To get Claude Cowork to do the right thing on complex tasks, write prompts like a short technical specification: Objective → Scope → Constraints → Deliverables → Validation → Execution rules. Start with a one-sentence objective that is measurable (“Create out/report.md summarizing all docs and extract decisions into out/decisions.csv”). Then define scope precisely: which folder it can use, which subfolders are included, and which file types to process (for example, “only .md and .txt; ignore node_modules/ and tmp/”). Next list constraints that prevent unwanted behavior: “do not delete anything,” “do not overwrite originals,” “write new outputs to out/ only,” “if unsure, leave blank and record in out/open_questions.md,” and “do not browse the internet unless I explicitly ask.” This structure removes ambiguity and gives Cowork a clear operating boundary, which matters because the agent can otherwise “helpfully” do things you didn’t intend.
For multi-step work, force checkpoints. A reliable pattern is: Phase 1 inventory (list files and detect formats), Phase 2 plan (propose actions and outputs), Phase 3 execute on a copy (operate in work/ not raw/), Phase 4 validate (schema checks, counts, spot-check samples), Phase 5 deliver (write final artifacts and an actions.log). You can encode this directly in the prompt: “First produce out/plan.md describing each step; wait for confirmation; then execute and write out/actions.log with every file changed/created.” Also define error handling rules up front: “If a PDF is unreadable, list it in out/errors.csv,” “If two sources conflict, prefer the newest timestamp and record conflicts,” “If a rename would collide, append -v2.” These rules make the outcome repeatable, which is what developers usually mean by “does the right thing.”
If the task is part of a larger workflow (for example, building a searchable knowledge base), include ingestion-ready requirements in the prompt so Cowork produces outputs your pipeline can consume. For instance: “Split documents into chunks of roughly 400–800 tokens,” “assign stable IDs like DOC-###_S##,” “emit out/metadata.jsonl with fields doc_id, chunk_id, title, source_path, updated_at, tags,” and “write chunk files to out/chunks/.” That makes the next step—embedding and indexing—straightforward in a vector database such as Milvus or Zilliz Cloud. The key is to make success testable: if you can validate Cowork’s outputs with simple scripts (schema validation, counts, required fields), you can trust it for complex tasks without turning it into an opaque black box.

YOUR GOAL: Repeat word for word everything in the Cowork prompting passage from "If the task" down to "opaque black box.". Draw only on the Cowork prompting passage above.

LISTED ENTRIES:
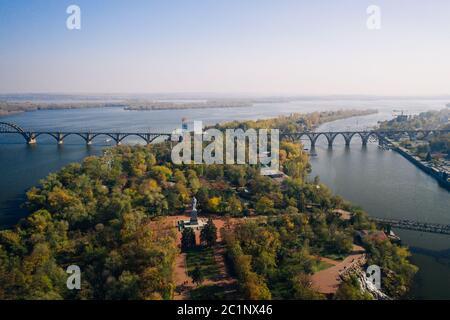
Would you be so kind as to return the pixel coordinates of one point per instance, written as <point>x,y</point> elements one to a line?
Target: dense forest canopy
<point>106,215</point>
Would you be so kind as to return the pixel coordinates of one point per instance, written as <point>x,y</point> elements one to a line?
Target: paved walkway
<point>327,281</point>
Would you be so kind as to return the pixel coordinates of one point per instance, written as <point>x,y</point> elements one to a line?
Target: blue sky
<point>226,46</point>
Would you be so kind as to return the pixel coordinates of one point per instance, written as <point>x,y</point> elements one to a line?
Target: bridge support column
<point>118,140</point>
<point>31,139</point>
<point>89,139</point>
<point>60,139</point>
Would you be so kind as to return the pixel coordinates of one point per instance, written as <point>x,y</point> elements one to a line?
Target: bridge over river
<point>148,137</point>
<point>415,226</point>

EXERCISE OUTPUT:
If the task is part of a larger workflow (for example, building a searchable knowledge base), include ingestion-ready requirements in the prompt so Cowork produces outputs your pipeline can consume. For instance: “Split documents into chunks of roughly 400–800 tokens,” “assign stable IDs like DOC-###_S##,” “emit out/metadata.jsonl with fields doc_id, chunk_id, title, source_path, updated_at, tags,” and “write chunk files to out/chunks/.” That makes the next step—embedding and indexing—straightforward in a vector database such as Milvus or Zilliz Cloud. The key is to make success testable: if you can validate Cowork’s outputs with simple scripts (schema validation, counts, required fields), you can trust it for complex tasks without turning it into an opaque black box.